START MATERIAL TO PROCESS

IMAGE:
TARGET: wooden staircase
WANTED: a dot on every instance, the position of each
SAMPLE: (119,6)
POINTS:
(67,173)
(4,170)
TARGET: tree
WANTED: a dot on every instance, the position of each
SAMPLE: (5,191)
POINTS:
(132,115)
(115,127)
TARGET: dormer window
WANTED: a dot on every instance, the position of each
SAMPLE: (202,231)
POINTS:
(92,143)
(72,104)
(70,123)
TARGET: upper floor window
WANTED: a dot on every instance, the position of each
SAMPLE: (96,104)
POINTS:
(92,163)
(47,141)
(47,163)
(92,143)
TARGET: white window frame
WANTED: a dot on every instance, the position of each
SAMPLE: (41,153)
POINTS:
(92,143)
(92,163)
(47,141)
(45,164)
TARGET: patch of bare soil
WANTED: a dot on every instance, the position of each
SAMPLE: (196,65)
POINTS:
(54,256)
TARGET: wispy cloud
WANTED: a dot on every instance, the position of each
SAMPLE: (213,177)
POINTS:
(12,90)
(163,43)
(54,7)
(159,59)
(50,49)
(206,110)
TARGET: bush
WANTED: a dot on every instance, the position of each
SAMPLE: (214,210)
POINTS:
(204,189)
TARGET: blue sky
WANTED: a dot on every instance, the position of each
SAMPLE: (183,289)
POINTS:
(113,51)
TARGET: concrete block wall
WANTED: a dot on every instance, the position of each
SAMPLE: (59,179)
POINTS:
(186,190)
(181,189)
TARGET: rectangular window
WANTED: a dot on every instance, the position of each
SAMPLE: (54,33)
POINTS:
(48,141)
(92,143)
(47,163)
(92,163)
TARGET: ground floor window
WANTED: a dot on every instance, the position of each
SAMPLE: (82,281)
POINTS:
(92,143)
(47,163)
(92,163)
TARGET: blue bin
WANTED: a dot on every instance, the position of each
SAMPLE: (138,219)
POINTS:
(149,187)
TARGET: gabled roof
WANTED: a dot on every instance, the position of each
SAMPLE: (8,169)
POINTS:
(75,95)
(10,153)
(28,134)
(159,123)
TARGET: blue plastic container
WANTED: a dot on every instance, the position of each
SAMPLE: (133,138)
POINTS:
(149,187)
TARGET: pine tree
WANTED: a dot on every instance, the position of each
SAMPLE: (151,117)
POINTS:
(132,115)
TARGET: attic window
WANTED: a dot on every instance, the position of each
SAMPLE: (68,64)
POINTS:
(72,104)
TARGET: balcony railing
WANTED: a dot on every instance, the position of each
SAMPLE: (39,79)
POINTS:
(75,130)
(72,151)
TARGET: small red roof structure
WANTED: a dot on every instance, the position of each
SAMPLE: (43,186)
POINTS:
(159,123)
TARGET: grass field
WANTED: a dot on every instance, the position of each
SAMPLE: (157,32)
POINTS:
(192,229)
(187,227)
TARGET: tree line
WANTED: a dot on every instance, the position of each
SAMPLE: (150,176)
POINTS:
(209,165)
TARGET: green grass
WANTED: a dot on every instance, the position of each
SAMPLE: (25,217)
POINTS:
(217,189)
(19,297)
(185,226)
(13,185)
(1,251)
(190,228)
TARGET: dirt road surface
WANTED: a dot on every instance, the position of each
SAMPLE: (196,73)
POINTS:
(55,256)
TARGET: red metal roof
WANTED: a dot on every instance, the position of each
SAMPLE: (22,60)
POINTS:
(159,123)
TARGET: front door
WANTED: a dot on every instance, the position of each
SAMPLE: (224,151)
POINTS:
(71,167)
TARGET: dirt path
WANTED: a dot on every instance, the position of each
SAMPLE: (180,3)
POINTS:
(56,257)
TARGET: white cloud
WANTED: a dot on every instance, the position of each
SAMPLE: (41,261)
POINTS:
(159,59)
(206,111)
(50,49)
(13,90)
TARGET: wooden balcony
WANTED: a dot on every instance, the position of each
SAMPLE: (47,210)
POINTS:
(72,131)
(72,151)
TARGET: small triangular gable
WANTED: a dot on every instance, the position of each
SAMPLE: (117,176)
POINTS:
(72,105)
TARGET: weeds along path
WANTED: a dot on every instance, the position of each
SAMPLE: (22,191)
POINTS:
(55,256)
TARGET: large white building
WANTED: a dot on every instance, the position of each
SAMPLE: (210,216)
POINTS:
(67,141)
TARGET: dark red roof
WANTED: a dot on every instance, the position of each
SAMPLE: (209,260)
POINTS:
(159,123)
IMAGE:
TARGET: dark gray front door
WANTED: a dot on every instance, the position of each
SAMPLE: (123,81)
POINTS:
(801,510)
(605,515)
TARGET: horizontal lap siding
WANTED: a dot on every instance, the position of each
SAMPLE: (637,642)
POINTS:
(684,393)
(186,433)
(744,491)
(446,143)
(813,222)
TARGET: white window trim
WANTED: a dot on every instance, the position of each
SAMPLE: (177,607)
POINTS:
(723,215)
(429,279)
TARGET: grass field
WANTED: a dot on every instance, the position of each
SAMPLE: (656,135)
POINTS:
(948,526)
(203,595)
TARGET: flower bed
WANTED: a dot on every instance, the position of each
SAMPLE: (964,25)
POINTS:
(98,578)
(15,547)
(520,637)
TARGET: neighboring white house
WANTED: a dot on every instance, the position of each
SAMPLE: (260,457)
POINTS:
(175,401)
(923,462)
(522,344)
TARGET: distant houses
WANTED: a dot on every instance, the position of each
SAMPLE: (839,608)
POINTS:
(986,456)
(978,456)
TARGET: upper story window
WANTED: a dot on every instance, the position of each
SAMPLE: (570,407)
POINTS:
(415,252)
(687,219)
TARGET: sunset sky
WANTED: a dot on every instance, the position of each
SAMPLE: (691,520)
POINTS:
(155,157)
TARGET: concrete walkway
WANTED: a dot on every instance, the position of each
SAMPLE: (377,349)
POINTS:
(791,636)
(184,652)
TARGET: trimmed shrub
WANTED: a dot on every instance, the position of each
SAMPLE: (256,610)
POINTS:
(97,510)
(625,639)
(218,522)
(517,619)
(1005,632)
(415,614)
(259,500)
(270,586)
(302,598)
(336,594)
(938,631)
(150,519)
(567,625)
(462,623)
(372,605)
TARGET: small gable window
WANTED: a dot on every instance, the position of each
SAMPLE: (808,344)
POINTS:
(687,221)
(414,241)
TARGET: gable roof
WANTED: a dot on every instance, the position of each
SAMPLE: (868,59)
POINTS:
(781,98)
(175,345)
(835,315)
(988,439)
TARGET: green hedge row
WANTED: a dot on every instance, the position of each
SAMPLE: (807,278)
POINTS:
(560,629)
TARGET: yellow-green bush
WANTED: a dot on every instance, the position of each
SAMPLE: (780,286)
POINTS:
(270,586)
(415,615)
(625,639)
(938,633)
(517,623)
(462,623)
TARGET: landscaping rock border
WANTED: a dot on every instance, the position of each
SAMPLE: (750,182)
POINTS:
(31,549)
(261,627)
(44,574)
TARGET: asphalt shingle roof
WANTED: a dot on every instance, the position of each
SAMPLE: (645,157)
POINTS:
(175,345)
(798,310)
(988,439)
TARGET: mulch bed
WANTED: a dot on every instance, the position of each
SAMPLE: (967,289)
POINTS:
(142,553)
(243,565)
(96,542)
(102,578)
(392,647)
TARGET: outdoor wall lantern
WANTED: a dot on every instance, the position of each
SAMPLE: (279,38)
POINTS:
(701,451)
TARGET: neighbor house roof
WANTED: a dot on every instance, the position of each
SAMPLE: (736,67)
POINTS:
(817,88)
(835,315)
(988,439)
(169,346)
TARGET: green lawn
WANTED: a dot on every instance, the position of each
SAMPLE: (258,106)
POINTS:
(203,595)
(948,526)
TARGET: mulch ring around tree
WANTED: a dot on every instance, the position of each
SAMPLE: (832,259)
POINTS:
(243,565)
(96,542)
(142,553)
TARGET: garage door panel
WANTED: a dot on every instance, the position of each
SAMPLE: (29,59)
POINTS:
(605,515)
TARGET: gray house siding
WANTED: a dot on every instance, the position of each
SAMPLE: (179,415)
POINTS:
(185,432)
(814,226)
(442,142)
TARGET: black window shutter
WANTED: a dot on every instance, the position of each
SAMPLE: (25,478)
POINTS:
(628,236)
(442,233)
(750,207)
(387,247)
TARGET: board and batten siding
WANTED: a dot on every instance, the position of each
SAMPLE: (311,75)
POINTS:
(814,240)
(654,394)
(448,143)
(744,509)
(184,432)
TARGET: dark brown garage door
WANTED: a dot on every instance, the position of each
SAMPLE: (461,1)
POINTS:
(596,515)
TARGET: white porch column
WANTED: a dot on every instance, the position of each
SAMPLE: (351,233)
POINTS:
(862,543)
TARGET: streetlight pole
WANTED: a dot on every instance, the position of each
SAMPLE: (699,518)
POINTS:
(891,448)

END MATERIAL TO PROCESS

• WHAT IS REQUIRED:
Which of the lines in the material carry the string "garage"? Pull them out.

• SOLUTION TO THIS PROBLEM:
TARGET: garage door panel
TARGET: dark brown garage door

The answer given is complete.